INSTRUCTIONS FOR THE TASK:
Put the lines below, starting at the one containing "</instance>" and ending at the one containing "rough mask: <svg", into a JSON list of strings with one string per line and no blank lines.
* * * *
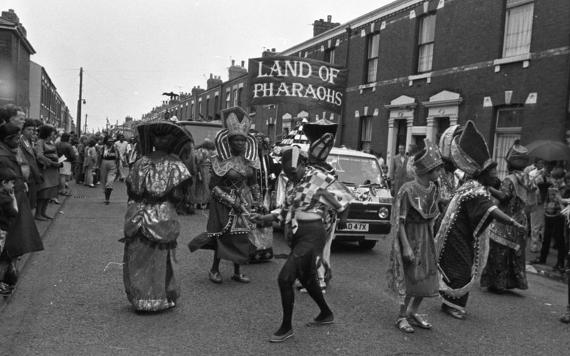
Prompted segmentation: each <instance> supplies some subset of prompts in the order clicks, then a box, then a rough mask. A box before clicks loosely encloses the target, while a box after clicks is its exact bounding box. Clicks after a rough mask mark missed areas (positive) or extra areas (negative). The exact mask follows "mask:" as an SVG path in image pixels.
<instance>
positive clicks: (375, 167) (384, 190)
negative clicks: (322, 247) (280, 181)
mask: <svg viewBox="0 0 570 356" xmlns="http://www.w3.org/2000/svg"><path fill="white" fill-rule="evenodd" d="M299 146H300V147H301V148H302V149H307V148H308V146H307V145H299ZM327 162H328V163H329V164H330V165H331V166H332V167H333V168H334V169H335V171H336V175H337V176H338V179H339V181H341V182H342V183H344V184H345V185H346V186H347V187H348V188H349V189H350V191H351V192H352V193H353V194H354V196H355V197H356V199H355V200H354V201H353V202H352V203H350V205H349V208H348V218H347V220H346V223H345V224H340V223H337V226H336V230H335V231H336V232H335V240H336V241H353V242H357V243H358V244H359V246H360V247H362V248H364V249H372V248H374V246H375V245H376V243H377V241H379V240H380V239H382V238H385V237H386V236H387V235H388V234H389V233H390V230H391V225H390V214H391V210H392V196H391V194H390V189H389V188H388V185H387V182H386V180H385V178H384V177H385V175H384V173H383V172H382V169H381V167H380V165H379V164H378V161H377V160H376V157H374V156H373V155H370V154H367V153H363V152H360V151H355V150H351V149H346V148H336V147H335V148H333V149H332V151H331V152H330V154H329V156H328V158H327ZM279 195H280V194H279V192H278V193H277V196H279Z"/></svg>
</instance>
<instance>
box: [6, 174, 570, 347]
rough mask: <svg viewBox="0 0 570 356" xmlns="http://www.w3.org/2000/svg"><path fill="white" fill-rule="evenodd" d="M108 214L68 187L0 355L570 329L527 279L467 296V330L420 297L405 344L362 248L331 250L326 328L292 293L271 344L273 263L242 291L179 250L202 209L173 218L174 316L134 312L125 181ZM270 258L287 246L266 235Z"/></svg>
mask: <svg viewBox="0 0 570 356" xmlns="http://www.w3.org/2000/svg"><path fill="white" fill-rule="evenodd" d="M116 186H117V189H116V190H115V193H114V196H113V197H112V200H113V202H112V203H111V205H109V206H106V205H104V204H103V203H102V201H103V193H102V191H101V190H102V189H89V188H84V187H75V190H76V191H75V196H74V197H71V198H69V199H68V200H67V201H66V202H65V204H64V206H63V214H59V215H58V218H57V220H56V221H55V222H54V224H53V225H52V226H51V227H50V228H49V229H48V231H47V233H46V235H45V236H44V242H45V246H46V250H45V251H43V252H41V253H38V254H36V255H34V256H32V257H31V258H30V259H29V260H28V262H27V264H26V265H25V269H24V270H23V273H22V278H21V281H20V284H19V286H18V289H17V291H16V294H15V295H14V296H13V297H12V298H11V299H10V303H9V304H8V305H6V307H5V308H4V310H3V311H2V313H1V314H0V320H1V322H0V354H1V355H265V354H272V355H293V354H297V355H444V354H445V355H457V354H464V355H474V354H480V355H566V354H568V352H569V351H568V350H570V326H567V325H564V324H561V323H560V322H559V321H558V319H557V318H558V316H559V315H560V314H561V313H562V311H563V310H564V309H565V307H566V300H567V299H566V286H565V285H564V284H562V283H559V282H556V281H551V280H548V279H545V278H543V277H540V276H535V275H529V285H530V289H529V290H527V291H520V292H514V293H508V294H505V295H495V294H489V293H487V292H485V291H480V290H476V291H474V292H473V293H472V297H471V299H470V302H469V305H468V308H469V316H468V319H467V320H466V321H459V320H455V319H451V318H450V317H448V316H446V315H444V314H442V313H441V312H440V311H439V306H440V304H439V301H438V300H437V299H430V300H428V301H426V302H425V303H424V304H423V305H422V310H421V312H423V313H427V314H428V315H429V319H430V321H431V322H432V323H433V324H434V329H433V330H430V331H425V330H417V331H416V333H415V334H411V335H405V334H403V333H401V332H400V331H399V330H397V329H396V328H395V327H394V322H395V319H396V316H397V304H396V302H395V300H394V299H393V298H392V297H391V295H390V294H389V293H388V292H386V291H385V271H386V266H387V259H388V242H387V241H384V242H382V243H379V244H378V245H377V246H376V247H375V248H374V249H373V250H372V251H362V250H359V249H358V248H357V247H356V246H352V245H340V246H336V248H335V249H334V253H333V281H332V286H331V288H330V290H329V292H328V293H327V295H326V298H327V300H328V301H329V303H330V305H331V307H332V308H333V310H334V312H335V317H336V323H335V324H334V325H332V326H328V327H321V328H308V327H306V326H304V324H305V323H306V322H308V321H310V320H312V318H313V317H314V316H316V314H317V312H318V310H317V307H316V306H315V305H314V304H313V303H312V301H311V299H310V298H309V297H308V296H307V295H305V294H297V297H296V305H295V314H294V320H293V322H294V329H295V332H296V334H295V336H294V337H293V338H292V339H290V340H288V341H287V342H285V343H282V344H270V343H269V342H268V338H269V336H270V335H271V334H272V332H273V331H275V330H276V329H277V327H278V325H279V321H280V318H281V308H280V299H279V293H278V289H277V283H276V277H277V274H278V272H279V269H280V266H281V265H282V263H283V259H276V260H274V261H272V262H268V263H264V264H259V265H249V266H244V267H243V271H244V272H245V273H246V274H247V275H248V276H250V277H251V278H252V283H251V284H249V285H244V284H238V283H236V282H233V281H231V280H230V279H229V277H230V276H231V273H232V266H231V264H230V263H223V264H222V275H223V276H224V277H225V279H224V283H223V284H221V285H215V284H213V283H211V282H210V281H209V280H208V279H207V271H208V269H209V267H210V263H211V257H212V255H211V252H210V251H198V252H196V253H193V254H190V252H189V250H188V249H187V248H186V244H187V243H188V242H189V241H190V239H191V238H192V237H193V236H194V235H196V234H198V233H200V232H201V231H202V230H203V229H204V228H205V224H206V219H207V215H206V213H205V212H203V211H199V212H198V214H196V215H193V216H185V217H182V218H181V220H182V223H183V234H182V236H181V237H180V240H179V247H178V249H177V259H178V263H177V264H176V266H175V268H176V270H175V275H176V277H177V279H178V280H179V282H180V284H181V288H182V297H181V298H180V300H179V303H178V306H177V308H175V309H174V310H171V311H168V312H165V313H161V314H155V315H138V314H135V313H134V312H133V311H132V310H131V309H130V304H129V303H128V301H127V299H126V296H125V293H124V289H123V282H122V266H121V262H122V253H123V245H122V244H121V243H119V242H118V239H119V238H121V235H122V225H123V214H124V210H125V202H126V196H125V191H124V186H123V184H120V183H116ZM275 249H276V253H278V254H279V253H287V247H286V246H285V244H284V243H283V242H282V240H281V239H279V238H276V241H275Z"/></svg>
* * * *
WRITTEN SOLUTION:
[
  "</instance>",
  "<instance>",
  "box: [6, 174, 570, 347]",
  "rough mask: <svg viewBox=\"0 0 570 356\" xmlns=\"http://www.w3.org/2000/svg\"><path fill=\"white\" fill-rule=\"evenodd\" d=\"M108 214L68 187L0 355L570 329L527 279L467 296V330L420 297L405 344L362 248L331 250L326 328L292 293L271 344L273 263L242 291L179 250L202 209L173 218L174 316L134 312L125 181ZM270 258L287 246L266 235Z\"/></svg>"
]